== WHAT THE EXERCISE ASKS ==
Please put the lines of the listing, from the line holding "Query: <item>tree line</item>" through the end of the listing, inclusive, into a JSON list of strings with one string per line and blank lines omitted. Leave the pictures out of the answer.

Stored data entries
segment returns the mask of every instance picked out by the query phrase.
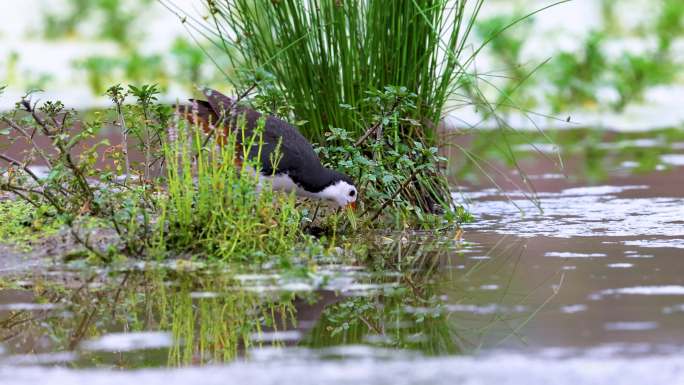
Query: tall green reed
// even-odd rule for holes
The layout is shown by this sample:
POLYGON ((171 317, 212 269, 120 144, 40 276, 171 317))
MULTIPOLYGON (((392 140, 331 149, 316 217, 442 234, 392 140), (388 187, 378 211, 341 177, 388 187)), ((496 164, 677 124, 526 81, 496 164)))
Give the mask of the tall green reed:
MULTIPOLYGON (((402 138, 435 139, 458 87, 468 36, 484 0, 206 0, 211 25, 161 0, 210 38, 236 68, 275 75, 311 139, 329 127, 357 137, 369 128, 356 106, 369 90, 415 92, 414 119, 402 138)), ((363 113, 363 111, 361 111, 363 113)))

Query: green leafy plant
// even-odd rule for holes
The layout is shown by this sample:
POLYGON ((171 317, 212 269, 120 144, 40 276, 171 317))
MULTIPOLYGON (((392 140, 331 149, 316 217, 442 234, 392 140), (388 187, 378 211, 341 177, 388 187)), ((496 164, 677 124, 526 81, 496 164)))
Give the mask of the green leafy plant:
POLYGON ((570 104, 596 103, 596 90, 604 81, 608 62, 603 54, 604 35, 592 32, 579 54, 562 52, 546 68, 554 89, 549 94, 554 112, 570 104))
POLYGON ((104 260, 190 253, 287 263, 297 254, 295 243, 301 241, 302 249, 310 244, 294 197, 262 184, 254 172, 260 164, 247 159, 260 146, 263 127, 238 146, 244 132, 207 138, 199 127, 173 118, 170 107, 156 104, 156 86, 118 85, 107 94, 121 134, 117 145, 97 141, 106 126, 103 114, 76 124, 76 114, 60 102, 38 105, 25 98, 18 110, 2 115, 9 126, 3 134, 30 150, 21 159, 0 152, 7 165, 0 169, 0 191, 36 209, 48 207, 76 241, 104 260), (125 105, 128 96, 136 103, 125 105), (142 162, 131 160, 134 149, 142 162), (109 162, 98 166, 103 155, 109 162), (32 170, 38 161, 47 166, 46 177, 32 170))

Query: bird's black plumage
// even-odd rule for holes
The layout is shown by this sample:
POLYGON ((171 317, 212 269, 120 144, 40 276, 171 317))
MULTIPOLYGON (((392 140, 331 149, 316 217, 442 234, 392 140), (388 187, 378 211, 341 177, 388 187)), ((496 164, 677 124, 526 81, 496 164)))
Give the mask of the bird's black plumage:
MULTIPOLYGON (((261 146, 261 172, 265 175, 287 174, 294 183, 310 193, 317 193, 338 181, 353 185, 348 176, 325 168, 311 143, 296 127, 274 116, 263 116, 250 108, 236 106, 227 96, 206 89, 206 101, 192 100, 193 108, 201 119, 218 127, 240 129, 244 127, 245 137, 251 137, 254 129, 264 119, 263 144, 261 146), (279 147, 279 149, 278 149, 279 147), (278 149, 279 160, 273 165, 274 153, 278 149)), ((238 141, 242 135, 238 135, 238 141)), ((258 156, 259 148, 250 150, 249 157, 258 156)))

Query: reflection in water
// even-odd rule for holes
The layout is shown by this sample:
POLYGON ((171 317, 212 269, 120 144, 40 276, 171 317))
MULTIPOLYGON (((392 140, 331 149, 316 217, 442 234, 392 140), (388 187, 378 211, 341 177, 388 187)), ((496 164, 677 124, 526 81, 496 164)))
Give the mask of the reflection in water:
POLYGON ((291 345, 470 353, 516 335, 514 324, 535 311, 529 293, 508 295, 515 244, 378 237, 366 269, 330 266, 325 279, 160 267, 45 272, 0 291, 0 338, 10 359, 76 352, 75 367, 220 363, 291 345), (471 259, 480 254, 489 258, 471 259))

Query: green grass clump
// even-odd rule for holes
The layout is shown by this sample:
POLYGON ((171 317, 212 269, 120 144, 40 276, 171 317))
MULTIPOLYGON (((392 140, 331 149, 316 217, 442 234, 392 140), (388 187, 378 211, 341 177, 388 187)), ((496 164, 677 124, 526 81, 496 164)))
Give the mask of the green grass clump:
POLYGON ((24 99, 18 110, 0 115, 9 126, 0 135, 32 147, 19 159, 0 151, 0 191, 22 200, 8 206, 18 222, 4 229, 23 236, 16 229, 32 223, 26 210, 46 207, 104 261, 183 255, 289 265, 311 243, 294 196, 260 184, 261 164, 247 159, 261 148, 263 125, 207 137, 157 104, 158 92, 156 86, 111 87, 115 107, 80 125, 59 102, 24 99), (121 134, 115 145, 97 139, 109 117, 121 134), (26 167, 37 160, 48 165, 47 176, 26 167))
POLYGON ((367 196, 384 198, 374 209, 396 217, 412 207, 417 222, 454 209, 440 161, 425 163, 414 150, 437 145, 444 107, 476 55, 465 50, 482 0, 212 0, 205 1, 209 24, 172 0, 162 4, 222 50, 238 94, 282 95, 276 104, 288 108, 279 112, 333 148, 321 152, 325 162, 352 175, 369 169, 357 160, 380 164, 382 175, 360 181, 367 196), (410 108, 398 108, 407 95, 410 108), (341 159, 339 148, 355 151, 341 159), (393 167, 405 158, 402 166, 412 167, 393 167))
POLYGON ((0 201, 0 243, 31 249, 36 239, 56 234, 62 223, 47 215, 47 206, 36 208, 21 200, 0 201))

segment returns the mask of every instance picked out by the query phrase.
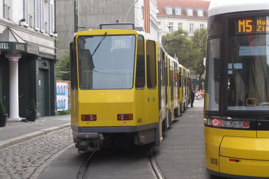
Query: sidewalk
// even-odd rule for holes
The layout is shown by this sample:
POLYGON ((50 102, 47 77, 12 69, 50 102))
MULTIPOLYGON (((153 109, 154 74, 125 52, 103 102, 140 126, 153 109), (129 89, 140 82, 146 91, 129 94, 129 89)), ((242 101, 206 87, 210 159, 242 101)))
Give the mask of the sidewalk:
POLYGON ((34 122, 7 122, 4 127, 0 127, 0 149, 70 127, 70 117, 71 115, 69 114, 44 116, 37 119, 34 122), (28 134, 31 135, 27 135, 28 134))

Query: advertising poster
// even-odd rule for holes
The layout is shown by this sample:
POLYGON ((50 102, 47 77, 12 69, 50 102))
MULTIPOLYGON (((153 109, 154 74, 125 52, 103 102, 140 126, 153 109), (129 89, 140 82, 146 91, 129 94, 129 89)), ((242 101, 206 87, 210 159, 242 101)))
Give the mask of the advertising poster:
POLYGON ((71 106, 70 81, 57 80, 56 84, 57 111, 70 109, 71 106))

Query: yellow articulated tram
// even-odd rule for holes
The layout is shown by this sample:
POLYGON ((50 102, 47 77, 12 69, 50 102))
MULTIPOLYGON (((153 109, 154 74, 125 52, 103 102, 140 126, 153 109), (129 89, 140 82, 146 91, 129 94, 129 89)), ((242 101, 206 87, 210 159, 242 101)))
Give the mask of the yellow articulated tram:
POLYGON ((206 170, 268 178, 269 1, 216 0, 208 14, 206 170))
POLYGON ((156 36, 132 23, 77 32, 70 48, 71 128, 79 151, 126 142, 159 146, 180 102, 187 106, 182 94, 188 93, 189 71, 156 36))

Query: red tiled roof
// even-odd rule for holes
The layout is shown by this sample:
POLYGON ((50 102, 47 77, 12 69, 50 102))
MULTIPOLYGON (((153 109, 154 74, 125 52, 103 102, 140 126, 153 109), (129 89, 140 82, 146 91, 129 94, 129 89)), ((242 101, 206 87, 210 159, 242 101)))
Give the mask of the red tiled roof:
POLYGON ((204 12, 204 10, 208 9, 210 5, 210 1, 201 0, 157 0, 157 7, 160 13, 157 13, 157 15, 168 17, 168 14, 165 12, 163 7, 170 6, 174 8, 178 6, 179 7, 181 8, 181 15, 176 15, 174 11, 172 11, 173 14, 169 14, 169 17, 182 17, 184 18, 207 18, 207 15, 204 12), (188 16, 186 14, 184 9, 188 7, 192 8, 193 15, 188 16), (198 16, 194 11, 194 9, 200 8, 203 9, 203 10, 204 15, 202 17, 198 16))

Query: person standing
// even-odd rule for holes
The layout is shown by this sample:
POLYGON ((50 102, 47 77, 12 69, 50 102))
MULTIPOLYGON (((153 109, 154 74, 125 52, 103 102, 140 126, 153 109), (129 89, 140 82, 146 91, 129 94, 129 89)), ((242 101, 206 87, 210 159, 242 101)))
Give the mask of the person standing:
POLYGON ((192 91, 190 92, 190 99, 191 100, 190 107, 193 107, 193 102, 194 102, 194 97, 195 94, 194 91, 194 89, 193 88, 192 89, 192 91))

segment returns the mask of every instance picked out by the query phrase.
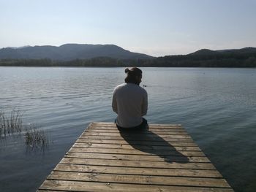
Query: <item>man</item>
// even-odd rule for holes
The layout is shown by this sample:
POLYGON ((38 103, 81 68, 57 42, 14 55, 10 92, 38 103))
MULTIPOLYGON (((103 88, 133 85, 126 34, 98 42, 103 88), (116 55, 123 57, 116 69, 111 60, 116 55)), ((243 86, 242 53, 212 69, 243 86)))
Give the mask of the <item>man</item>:
POLYGON ((148 93, 140 87, 142 71, 133 67, 125 69, 127 77, 125 83, 115 88, 112 109, 117 113, 116 126, 119 129, 140 130, 148 127, 143 118, 148 110, 148 93))

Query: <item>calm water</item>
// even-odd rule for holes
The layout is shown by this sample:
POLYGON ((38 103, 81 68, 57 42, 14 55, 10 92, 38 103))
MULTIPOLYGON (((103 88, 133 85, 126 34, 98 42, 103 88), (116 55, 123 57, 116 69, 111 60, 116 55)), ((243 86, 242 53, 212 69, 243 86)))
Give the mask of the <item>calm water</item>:
MULTIPOLYGON (((181 123, 236 191, 256 191, 256 69, 142 68, 149 123, 181 123)), ((124 68, 0 67, 0 111, 45 129, 45 153, 0 140, 1 191, 35 191, 92 121, 113 121, 124 68)))

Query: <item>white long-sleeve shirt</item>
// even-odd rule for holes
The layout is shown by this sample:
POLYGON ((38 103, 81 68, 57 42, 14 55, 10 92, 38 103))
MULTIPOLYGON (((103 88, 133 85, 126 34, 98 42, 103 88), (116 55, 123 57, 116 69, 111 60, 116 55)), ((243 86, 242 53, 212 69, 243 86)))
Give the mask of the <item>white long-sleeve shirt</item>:
POLYGON ((117 124, 124 128, 139 126, 148 110, 146 91, 134 83, 123 83, 115 88, 112 109, 118 115, 117 124))

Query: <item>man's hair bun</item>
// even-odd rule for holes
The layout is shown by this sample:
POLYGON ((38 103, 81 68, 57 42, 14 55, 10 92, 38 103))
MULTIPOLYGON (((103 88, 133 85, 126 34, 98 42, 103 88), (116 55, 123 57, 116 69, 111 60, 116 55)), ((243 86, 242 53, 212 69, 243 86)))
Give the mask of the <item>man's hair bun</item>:
POLYGON ((128 68, 127 68, 127 69, 125 69, 124 72, 125 72, 125 73, 128 73, 128 72, 129 72, 129 69, 128 69, 128 68))

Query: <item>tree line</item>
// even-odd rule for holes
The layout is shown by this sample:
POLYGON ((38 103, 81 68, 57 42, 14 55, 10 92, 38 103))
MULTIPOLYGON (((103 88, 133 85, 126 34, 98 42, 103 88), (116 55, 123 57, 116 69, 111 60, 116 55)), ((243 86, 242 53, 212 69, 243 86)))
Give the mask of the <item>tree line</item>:
POLYGON ((255 53, 186 55, 151 59, 117 59, 98 57, 91 59, 53 61, 42 59, 1 59, 3 66, 151 66, 151 67, 256 67, 255 53))

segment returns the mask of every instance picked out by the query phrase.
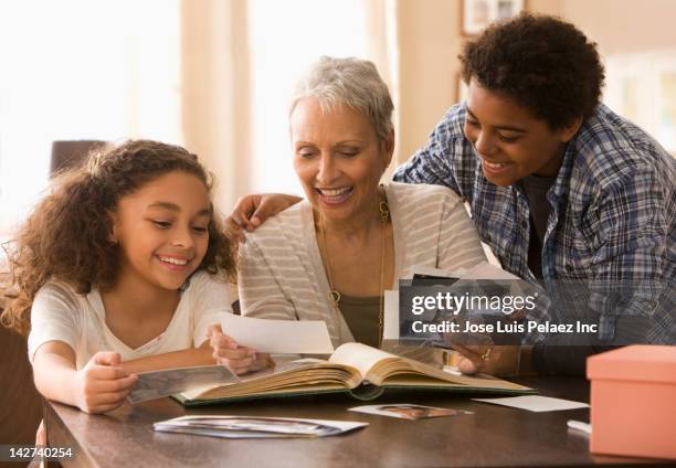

== ANSWER TO THE EXERCISE ==
[
  "Query: <item>tree line</item>",
  "// even-odd rule for holes",
  "The layout is shown by this sample:",
  "POLYGON ((38 103, 81 68, 57 42, 14 55, 10 92, 38 103))",
  "MULTIPOLYGON (((103 88, 133 85, 126 34, 98 42, 103 88), (116 55, 123 57, 116 69, 111 60, 116 55)), ((243 86, 242 53, 212 69, 243 86)))",
  "Give the mask of the <item>tree line</item>:",
  "POLYGON ((255 53, 186 55, 151 59, 117 59, 98 57, 91 59, 53 61, 42 59, 1 59, 3 66, 151 66, 151 67, 256 67, 255 53))",
  "segment returns the mask of every instance picked out by the query phrase."
]